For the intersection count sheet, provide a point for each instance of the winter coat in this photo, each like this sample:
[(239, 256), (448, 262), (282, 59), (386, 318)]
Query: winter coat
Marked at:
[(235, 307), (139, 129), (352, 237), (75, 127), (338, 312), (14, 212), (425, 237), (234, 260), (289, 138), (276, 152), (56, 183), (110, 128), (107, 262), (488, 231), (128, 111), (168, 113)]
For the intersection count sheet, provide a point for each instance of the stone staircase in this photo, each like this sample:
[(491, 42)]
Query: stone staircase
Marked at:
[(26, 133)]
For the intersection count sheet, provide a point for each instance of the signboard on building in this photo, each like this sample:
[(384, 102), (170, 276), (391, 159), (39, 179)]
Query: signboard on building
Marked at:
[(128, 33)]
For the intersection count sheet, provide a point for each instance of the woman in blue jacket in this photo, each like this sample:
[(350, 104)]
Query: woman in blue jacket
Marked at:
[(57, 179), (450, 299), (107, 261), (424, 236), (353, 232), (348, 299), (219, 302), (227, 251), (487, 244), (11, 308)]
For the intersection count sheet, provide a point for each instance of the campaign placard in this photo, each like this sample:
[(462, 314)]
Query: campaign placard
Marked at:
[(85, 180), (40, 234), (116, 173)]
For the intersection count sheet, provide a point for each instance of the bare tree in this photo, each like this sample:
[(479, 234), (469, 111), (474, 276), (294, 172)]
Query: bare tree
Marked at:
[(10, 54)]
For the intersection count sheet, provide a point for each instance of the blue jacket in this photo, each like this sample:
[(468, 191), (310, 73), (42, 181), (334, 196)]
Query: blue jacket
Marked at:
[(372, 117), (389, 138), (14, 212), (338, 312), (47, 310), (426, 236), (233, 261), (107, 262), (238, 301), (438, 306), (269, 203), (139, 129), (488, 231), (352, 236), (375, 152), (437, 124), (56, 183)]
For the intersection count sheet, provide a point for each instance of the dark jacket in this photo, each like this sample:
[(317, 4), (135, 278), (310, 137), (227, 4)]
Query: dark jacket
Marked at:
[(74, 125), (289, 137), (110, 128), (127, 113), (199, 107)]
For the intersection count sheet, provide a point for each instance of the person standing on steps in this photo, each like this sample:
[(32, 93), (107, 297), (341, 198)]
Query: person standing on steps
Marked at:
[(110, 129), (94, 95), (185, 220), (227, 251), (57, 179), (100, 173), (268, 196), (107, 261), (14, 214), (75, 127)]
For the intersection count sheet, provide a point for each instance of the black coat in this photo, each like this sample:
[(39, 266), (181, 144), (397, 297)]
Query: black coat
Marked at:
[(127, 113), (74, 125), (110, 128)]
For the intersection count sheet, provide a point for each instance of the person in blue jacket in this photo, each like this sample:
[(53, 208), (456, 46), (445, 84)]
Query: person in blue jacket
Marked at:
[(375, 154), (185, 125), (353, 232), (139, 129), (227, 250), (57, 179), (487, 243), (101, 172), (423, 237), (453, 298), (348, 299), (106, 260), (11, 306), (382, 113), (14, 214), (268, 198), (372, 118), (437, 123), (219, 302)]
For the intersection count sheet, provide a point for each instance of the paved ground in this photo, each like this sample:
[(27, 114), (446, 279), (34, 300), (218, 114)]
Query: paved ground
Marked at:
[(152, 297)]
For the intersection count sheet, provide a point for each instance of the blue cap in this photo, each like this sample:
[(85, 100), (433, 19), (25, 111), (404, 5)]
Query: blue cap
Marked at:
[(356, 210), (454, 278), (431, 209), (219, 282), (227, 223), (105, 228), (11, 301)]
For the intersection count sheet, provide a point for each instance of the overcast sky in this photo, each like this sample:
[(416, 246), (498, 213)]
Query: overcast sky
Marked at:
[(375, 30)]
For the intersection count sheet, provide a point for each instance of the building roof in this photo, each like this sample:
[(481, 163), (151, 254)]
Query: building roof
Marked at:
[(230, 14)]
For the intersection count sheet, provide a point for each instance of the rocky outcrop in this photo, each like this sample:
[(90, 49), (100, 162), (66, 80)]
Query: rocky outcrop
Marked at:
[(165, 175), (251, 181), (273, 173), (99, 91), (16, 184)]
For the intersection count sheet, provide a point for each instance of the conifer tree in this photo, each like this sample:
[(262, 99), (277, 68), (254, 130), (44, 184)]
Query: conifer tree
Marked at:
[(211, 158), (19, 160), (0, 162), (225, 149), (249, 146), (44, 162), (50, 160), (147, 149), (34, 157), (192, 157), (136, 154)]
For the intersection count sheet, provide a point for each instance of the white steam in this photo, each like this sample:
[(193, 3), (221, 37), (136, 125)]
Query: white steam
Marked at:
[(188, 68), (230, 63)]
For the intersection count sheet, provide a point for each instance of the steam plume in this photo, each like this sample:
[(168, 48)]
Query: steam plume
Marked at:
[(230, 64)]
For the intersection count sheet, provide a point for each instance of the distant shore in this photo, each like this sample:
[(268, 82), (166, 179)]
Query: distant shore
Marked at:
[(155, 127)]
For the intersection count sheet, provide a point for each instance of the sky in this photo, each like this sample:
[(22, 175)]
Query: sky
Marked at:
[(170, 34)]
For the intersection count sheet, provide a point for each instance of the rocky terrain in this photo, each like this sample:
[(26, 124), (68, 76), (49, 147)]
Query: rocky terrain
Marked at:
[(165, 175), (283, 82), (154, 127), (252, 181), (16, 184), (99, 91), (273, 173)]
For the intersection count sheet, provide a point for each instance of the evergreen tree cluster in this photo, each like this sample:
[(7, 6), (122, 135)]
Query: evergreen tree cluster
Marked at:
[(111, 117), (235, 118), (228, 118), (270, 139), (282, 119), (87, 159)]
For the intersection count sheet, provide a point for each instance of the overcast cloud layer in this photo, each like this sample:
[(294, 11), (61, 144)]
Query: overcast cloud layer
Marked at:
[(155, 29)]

::::

* STATED TASK
Rewrite everything from the line containing "the person standing" down to the line containing "[(127, 113), (74, 125), (110, 128)]", both included, with the requests and their format samples left unchanged. Scale every coordinate in the answer point lists by 2.25 and round each result to a whole number, with halves rounded up.

* WRITTEN ANSWER
For the intersection count sheet, provide a point for each instance of the person standing on steps in this photo, each like this sample:
[(32, 93), (107, 297), (341, 198)]
Query: person standing on steps
Marked at:
[(248, 290), (212, 214), (416, 495), (511, 565), (128, 403), (225, 389), (603, 441), (241, 587), (32, 482), (169, 286)]
For the intersection count sheet, provide a point for each instance of the black coat in this photo, each like this sample:
[(39, 266), (181, 144), (397, 297)]
Query: black coat
Marked at:
[(286, 254), (167, 281), (248, 288)]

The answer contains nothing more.